▸ **The request**: Collect every line in the entries below that contains the word "window", and copy each one out.

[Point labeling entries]
---
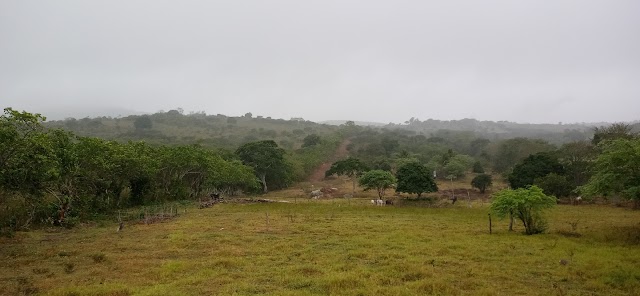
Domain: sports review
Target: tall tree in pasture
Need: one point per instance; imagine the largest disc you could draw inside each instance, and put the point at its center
(526, 204)
(415, 178)
(482, 182)
(534, 166)
(350, 167)
(267, 160)
(616, 170)
(612, 132)
(26, 153)
(28, 167)
(379, 180)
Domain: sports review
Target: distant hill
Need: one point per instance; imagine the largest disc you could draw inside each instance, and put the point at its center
(360, 123)
(58, 113)
(175, 128)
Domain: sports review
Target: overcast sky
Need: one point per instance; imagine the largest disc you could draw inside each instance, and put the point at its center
(386, 61)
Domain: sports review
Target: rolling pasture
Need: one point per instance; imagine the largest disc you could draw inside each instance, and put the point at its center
(332, 246)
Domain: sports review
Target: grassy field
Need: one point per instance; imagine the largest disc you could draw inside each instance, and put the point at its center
(332, 246)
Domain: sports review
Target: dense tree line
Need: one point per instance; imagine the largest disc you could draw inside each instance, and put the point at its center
(53, 176)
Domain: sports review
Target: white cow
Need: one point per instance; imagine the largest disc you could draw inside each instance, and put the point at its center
(316, 194)
(377, 202)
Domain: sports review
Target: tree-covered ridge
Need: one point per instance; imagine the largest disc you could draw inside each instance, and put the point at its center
(52, 175)
(175, 127)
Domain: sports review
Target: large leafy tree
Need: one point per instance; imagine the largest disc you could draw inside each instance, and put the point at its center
(616, 170)
(554, 184)
(481, 182)
(526, 204)
(535, 166)
(415, 178)
(350, 167)
(576, 157)
(379, 180)
(267, 160)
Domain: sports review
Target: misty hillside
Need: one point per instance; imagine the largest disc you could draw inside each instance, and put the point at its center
(174, 127)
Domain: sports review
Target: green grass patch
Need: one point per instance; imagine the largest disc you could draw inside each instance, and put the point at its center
(341, 247)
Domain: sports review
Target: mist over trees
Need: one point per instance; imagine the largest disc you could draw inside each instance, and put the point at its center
(65, 171)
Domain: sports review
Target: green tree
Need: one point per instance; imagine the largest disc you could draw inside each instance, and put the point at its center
(554, 184)
(143, 122)
(415, 178)
(311, 140)
(477, 168)
(577, 157)
(526, 204)
(535, 166)
(612, 132)
(267, 160)
(481, 182)
(458, 165)
(379, 180)
(350, 167)
(616, 170)
(510, 152)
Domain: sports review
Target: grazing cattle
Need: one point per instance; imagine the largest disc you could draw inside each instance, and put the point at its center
(316, 194)
(377, 202)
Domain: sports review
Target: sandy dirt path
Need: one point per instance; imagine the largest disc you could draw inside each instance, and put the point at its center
(341, 152)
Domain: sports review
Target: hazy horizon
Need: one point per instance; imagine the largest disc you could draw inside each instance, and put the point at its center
(374, 61)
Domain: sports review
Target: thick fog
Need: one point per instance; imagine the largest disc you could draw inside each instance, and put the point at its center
(385, 61)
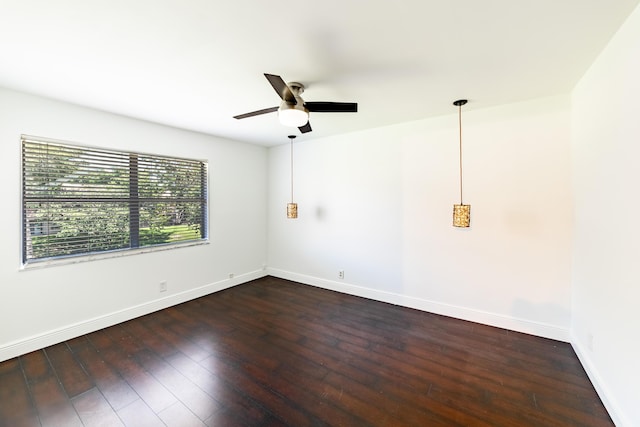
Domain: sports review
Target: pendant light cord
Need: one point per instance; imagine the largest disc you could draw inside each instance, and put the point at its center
(460, 133)
(291, 139)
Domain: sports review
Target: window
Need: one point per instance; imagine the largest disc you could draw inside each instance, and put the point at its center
(80, 200)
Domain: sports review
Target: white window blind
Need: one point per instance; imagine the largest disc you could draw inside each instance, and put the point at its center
(79, 200)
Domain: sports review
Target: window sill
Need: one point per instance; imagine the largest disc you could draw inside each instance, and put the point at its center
(54, 262)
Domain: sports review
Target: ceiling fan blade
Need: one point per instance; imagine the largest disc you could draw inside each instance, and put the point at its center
(306, 128)
(256, 113)
(281, 88)
(332, 107)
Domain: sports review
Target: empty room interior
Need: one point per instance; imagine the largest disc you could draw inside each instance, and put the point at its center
(353, 205)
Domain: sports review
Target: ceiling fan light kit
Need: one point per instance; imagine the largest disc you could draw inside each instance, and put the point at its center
(461, 212)
(293, 110)
(293, 115)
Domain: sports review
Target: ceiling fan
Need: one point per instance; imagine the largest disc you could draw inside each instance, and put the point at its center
(293, 110)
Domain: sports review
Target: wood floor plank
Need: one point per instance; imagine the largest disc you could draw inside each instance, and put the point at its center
(273, 352)
(69, 371)
(94, 410)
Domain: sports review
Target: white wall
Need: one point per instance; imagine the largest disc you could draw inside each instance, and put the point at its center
(41, 306)
(606, 274)
(378, 205)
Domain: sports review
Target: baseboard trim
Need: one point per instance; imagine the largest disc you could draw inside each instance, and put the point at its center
(603, 391)
(17, 348)
(492, 319)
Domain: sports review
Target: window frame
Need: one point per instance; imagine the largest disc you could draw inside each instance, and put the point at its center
(131, 200)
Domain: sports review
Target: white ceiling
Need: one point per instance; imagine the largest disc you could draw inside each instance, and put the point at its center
(194, 64)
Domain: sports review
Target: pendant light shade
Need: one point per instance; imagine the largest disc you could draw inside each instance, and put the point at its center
(292, 208)
(461, 212)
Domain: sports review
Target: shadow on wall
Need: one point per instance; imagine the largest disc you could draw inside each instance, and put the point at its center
(546, 314)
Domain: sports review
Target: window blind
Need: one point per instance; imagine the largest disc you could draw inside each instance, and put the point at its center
(81, 200)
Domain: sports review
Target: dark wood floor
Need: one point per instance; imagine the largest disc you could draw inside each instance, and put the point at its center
(276, 353)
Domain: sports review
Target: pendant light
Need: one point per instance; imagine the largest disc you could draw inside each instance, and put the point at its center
(292, 208)
(461, 212)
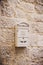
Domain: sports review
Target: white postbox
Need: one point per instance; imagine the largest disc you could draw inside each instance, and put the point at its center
(21, 34)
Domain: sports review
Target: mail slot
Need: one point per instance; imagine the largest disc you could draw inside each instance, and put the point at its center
(21, 34)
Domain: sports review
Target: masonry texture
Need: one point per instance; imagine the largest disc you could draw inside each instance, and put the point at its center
(11, 13)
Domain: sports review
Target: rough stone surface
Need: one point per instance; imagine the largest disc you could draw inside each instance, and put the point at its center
(11, 13)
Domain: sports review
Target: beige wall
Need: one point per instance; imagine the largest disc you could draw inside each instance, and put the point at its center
(11, 13)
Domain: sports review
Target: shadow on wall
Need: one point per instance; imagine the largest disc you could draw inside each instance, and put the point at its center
(1, 61)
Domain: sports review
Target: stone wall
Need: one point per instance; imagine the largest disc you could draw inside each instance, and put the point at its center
(11, 13)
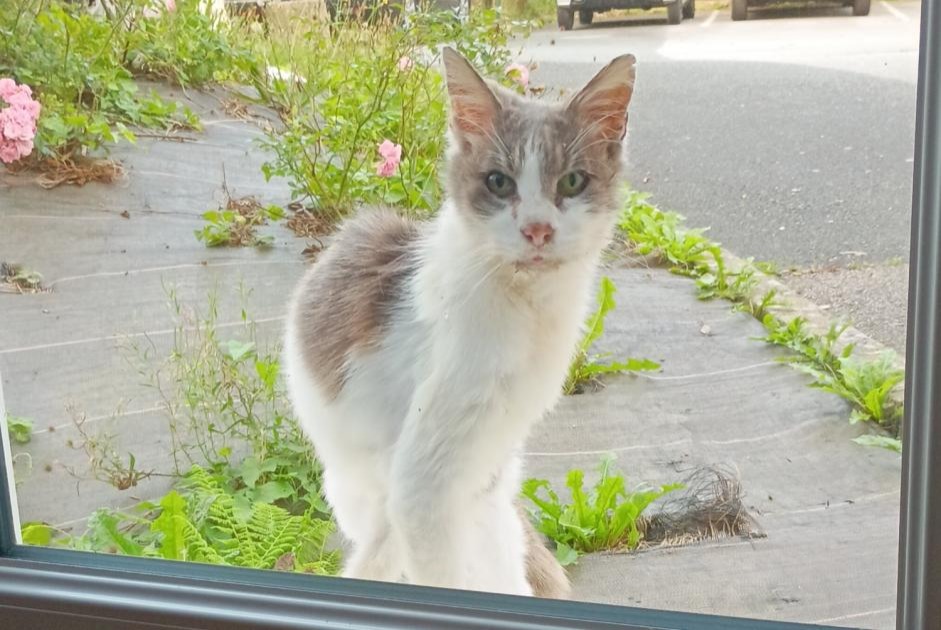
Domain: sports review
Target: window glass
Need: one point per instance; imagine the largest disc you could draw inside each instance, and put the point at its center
(475, 387)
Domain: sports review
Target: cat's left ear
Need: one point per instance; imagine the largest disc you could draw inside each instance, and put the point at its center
(474, 108)
(603, 102)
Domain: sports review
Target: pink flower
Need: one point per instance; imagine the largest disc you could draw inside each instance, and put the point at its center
(391, 155)
(519, 73)
(17, 123)
(18, 115)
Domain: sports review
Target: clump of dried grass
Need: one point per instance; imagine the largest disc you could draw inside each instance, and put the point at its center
(711, 506)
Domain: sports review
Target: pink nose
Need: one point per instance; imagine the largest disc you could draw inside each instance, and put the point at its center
(538, 233)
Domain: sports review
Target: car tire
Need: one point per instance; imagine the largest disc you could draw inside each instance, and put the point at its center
(675, 12)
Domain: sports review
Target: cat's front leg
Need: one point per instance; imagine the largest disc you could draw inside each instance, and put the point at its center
(441, 460)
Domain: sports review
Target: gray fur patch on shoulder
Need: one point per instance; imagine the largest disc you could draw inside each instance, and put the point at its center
(346, 300)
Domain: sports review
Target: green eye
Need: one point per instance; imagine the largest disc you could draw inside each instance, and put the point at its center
(500, 184)
(572, 184)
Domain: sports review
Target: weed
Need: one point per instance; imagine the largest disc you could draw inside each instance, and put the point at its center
(82, 69)
(688, 251)
(759, 308)
(20, 429)
(227, 412)
(19, 279)
(343, 92)
(585, 368)
(105, 462)
(606, 517)
(235, 225)
(865, 384)
(202, 522)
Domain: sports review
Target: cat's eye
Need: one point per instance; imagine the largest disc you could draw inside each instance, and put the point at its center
(572, 184)
(500, 184)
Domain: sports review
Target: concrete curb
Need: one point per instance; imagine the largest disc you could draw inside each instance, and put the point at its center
(790, 304)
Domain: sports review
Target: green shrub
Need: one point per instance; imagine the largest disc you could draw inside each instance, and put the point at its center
(344, 91)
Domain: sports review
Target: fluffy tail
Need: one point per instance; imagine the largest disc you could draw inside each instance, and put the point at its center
(544, 573)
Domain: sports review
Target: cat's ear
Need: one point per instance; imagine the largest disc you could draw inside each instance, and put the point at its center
(474, 108)
(603, 102)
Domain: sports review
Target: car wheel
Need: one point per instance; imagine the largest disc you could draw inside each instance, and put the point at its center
(675, 12)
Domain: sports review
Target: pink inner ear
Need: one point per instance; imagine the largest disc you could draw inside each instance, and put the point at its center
(471, 118)
(609, 109)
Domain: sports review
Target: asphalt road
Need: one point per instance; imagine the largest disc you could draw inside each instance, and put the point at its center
(790, 134)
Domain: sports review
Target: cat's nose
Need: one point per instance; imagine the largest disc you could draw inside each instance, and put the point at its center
(538, 233)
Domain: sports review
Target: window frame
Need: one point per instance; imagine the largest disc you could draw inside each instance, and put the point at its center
(55, 588)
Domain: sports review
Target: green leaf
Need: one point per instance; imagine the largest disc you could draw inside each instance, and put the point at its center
(565, 554)
(238, 350)
(20, 429)
(170, 524)
(250, 469)
(272, 491)
(595, 324)
(37, 534)
(880, 441)
(107, 523)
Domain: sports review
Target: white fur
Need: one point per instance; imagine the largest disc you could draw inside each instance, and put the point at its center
(420, 447)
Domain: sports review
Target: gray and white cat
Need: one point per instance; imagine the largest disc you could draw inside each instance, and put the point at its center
(418, 356)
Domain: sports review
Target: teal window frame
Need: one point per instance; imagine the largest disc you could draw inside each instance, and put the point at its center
(48, 589)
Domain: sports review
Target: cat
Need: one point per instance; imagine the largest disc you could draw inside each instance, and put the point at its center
(419, 355)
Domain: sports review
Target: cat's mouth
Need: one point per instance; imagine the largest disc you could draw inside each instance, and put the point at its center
(536, 263)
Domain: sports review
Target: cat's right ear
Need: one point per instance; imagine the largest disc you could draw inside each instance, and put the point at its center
(474, 108)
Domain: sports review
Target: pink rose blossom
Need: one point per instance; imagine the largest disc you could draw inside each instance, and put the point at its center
(519, 73)
(391, 154)
(18, 115)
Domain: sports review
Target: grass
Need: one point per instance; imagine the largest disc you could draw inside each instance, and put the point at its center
(586, 368)
(865, 384)
(236, 224)
(19, 279)
(606, 516)
(246, 482)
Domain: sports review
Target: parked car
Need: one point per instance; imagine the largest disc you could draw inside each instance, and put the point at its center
(677, 10)
(740, 7)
---
▸ **In response**:
Target: window
Target: white window blind
Target: window sill
Target: window frame
Target: window blind
Target: window glass
Target: window frame
Target: teal window frame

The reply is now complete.